* DATA EXTRACTS:
▶

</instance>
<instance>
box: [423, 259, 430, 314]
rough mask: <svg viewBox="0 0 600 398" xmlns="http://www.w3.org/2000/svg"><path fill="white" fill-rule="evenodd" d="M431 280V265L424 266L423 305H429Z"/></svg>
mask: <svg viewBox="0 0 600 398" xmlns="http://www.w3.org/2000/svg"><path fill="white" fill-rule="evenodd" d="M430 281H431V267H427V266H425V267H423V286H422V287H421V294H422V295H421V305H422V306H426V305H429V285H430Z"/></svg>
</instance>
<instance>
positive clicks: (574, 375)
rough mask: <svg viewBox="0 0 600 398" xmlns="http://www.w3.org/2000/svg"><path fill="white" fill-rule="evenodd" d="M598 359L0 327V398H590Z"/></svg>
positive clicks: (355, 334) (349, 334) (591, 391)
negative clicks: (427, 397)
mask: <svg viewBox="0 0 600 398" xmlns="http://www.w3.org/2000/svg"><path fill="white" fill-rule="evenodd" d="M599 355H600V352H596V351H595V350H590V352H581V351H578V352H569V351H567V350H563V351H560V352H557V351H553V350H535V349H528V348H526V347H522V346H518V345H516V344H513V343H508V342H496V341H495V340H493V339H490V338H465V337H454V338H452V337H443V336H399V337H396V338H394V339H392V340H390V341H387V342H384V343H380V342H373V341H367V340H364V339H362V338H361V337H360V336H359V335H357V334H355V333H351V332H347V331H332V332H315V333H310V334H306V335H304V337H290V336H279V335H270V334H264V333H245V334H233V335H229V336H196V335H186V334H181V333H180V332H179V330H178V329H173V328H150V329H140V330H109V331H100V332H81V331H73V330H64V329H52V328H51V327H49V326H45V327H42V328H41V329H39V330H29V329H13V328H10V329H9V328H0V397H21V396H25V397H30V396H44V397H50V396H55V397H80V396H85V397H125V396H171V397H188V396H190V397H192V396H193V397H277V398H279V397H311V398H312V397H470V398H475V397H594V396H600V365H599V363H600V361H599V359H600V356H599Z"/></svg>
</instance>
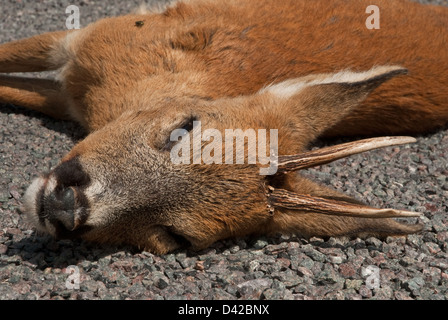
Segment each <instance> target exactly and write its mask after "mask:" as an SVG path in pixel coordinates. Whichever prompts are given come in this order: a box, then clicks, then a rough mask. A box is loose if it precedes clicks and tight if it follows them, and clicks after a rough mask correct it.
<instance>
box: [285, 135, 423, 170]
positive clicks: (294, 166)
mask: <svg viewBox="0 0 448 320" xmlns="http://www.w3.org/2000/svg"><path fill="white" fill-rule="evenodd" d="M416 141H417V140H416V139H415V138H413V137H379V138H371V139H364V140H359V141H353V142H348V143H343V144H338V145H335V146H330V147H325V148H321V149H318V150H313V151H308V152H303V153H300V154H296V155H289V156H279V157H278V170H277V172H278V173H286V172H290V171H297V170H301V169H306V168H310V167H315V166H318V165H322V164H326V163H329V162H332V161H335V160H338V159H342V158H345V157H348V156H350V155H354V154H358V153H362V152H366V151H369V150H373V149H378V148H383V147H389V146H394V145H400V144H406V143H414V142H416Z"/></svg>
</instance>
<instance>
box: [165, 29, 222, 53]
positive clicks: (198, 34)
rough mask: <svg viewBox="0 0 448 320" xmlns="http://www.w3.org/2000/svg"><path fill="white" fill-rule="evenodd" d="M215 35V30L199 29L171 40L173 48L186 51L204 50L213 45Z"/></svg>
mask: <svg viewBox="0 0 448 320" xmlns="http://www.w3.org/2000/svg"><path fill="white" fill-rule="evenodd" d="M214 33H215V31H213V30H209V29H206V28H202V27H197V28H195V29H192V30H190V31H188V32H182V33H180V34H179V35H177V36H176V37H175V38H174V39H172V40H171V46H172V47H173V48H174V49H181V50H185V51H198V50H203V49H205V48H206V47H207V46H209V45H210V44H211V42H212V38H213V35H214Z"/></svg>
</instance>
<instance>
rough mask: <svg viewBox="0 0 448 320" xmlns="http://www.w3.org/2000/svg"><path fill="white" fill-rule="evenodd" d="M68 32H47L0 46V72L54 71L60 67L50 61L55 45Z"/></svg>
mask: <svg viewBox="0 0 448 320" xmlns="http://www.w3.org/2000/svg"><path fill="white" fill-rule="evenodd" d="M70 32H75V31H71V30H67V31H56V32H47V33H44V34H40V35H37V36H34V37H31V38H26V39H21V40H17V41H12V42H8V43H5V44H2V45H1V46H0V72H2V73H3V72H4V73H7V72H33V71H36V72H40V71H47V70H55V69H57V68H59V67H61V65H59V64H57V63H55V61H53V59H52V56H51V55H52V53H53V51H54V49H55V47H56V44H57V43H58V42H59V41H61V40H62V39H63V38H65V36H66V35H67V34H69V33H70Z"/></svg>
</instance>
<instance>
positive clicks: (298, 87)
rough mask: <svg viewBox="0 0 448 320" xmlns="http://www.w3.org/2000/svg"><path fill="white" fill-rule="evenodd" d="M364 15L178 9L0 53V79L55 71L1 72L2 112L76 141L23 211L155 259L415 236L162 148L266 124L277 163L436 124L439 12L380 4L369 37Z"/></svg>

◀

The task calls for every record to be transcribed exactly, with no images included.

</instance>
<instance>
box: [423, 259, 430, 314]
rough mask: <svg viewBox="0 0 600 398" xmlns="http://www.w3.org/2000/svg"><path fill="white" fill-rule="evenodd" d="M431 280V265L424 266L423 305H429Z"/></svg>
mask: <svg viewBox="0 0 600 398" xmlns="http://www.w3.org/2000/svg"><path fill="white" fill-rule="evenodd" d="M430 281H431V267H427V266H425V267H423V286H422V287H421V294H422V295H421V305H422V306H426V305H429V285H430Z"/></svg>
</instance>
<instance>
positive clicks: (574, 375)
rough mask: <svg viewBox="0 0 600 398" xmlns="http://www.w3.org/2000/svg"><path fill="white" fill-rule="evenodd" d="M598 359L0 327V398H590Z"/></svg>
positive clicks: (355, 334) (349, 334) (591, 391)
negative clicks: (427, 397)
mask: <svg viewBox="0 0 600 398" xmlns="http://www.w3.org/2000/svg"><path fill="white" fill-rule="evenodd" d="M599 355H600V352H596V351H595V350H590V352H581V351H578V352H569V351H567V350H563V351H560V352H557V351H553V350H535V349H528V348H526V347H522V346H518V345H516V344H513V343H508V342H496V341H495V340H493V339H490V338H465V337H454V338H452V337H443V336H399V337H396V338H394V339H392V340H390V341H387V342H384V343H380V342H373V341H367V340H364V339H362V338H361V337H360V336H359V335H357V334H355V333H351V332H347V331H332V332H315V333H310V334H306V335H304V337H290V336H279V335H270V334H264V333H245V334H233V335H229V336H196V335H186V334H181V333H180V332H179V330H178V329H173V328H150V329H140V330H109V331H100V332H81V331H73V330H64V329H52V328H51V327H49V326H45V327H42V328H41V329H39V330H29V329H13V328H10V329H9V328H0V397H21V396H25V397H30V396H44V397H50V396H55V397H80V396H85V397H125V396H171V397H188V396H190V397H192V396H193V397H277V398H279V397H311V398H312V397H470V398H475V397H594V396H600V365H599V363H600V361H599V359H600V356H599Z"/></svg>
</instance>
Segment each <instance> target exactly and write its mask after "mask:" as an SVG path in pixel coordinates. Whichever prompts are given come in this order: a box, then clicks, then a rough mask. A box is loose if it precedes clicks and tight if it follows them, and clicks after a rough mask correct it.
<instance>
box: [285, 135, 423, 170]
positive clicks: (294, 166)
mask: <svg viewBox="0 0 448 320" xmlns="http://www.w3.org/2000/svg"><path fill="white" fill-rule="evenodd" d="M416 141H417V140H416V139H415V138H413V137H379V138H371V139H364V140H359V141H353V142H348V143H343V144H338V145H335V146H330V147H325V148H321V149H318V150H313V151H308V152H303V153H300V154H296V155H289V156H279V157H278V170H277V172H278V173H286V172H290V171H297V170H301V169H306V168H310V167H315V166H318V165H322V164H326V163H329V162H332V161H335V160H338V159H342V158H345V157H348V156H350V155H354V154H358V153H362V152H366V151H369V150H373V149H378V148H383V147H389V146H394V145H400V144H406V143H414V142H416Z"/></svg>
</instance>
<instance>
box: [165, 29, 222, 53]
positive clicks: (198, 34)
rough mask: <svg viewBox="0 0 448 320" xmlns="http://www.w3.org/2000/svg"><path fill="white" fill-rule="evenodd" d="M215 35V30L199 29L171 40L173 48L186 51L204 50L213 45Z"/></svg>
mask: <svg viewBox="0 0 448 320" xmlns="http://www.w3.org/2000/svg"><path fill="white" fill-rule="evenodd" d="M214 33H215V31H213V30H209V29H206V28H202V27H197V28H195V29H192V30H190V31H188V32H182V33H180V34H179V35H177V36H176V37H175V38H174V39H172V40H171V46H172V47H173V48H174V49H181V50H185V51H198V50H203V49H205V48H206V47H207V46H209V45H210V44H211V42H212V38H213V35H214Z"/></svg>
</instance>
<instance>
rough mask: <svg viewBox="0 0 448 320" xmlns="http://www.w3.org/2000/svg"><path fill="white" fill-rule="evenodd" d="M68 32H47L0 46V72L54 71L60 67L50 61L55 45Z"/></svg>
mask: <svg viewBox="0 0 448 320" xmlns="http://www.w3.org/2000/svg"><path fill="white" fill-rule="evenodd" d="M70 32H75V31H71V30H67V31H56V32H47V33H44V34H40V35H37V36H34V37H31V38H26V39H21V40H17V41H12V42H8V43H5V44H2V45H1V46H0V72H2V73H3V72H4V73H7V72H33V71H36V72H40V71H47V70H55V69H57V68H59V67H61V65H59V64H57V63H55V61H53V59H52V56H51V55H52V53H53V51H54V49H55V47H56V44H57V43H58V42H59V41H61V40H62V39H63V38H65V36H66V35H67V34H69V33H70Z"/></svg>
</instance>
<instance>
positive clicks: (298, 87)
rough mask: <svg viewBox="0 0 448 320" xmlns="http://www.w3.org/2000/svg"><path fill="white" fill-rule="evenodd" d="M364 15L178 9L0 53V79L55 71L1 72L2 112L76 141L23 211L155 259L415 236L162 148L266 124L277 163L436 124L439 12L380 4L369 37Z"/></svg>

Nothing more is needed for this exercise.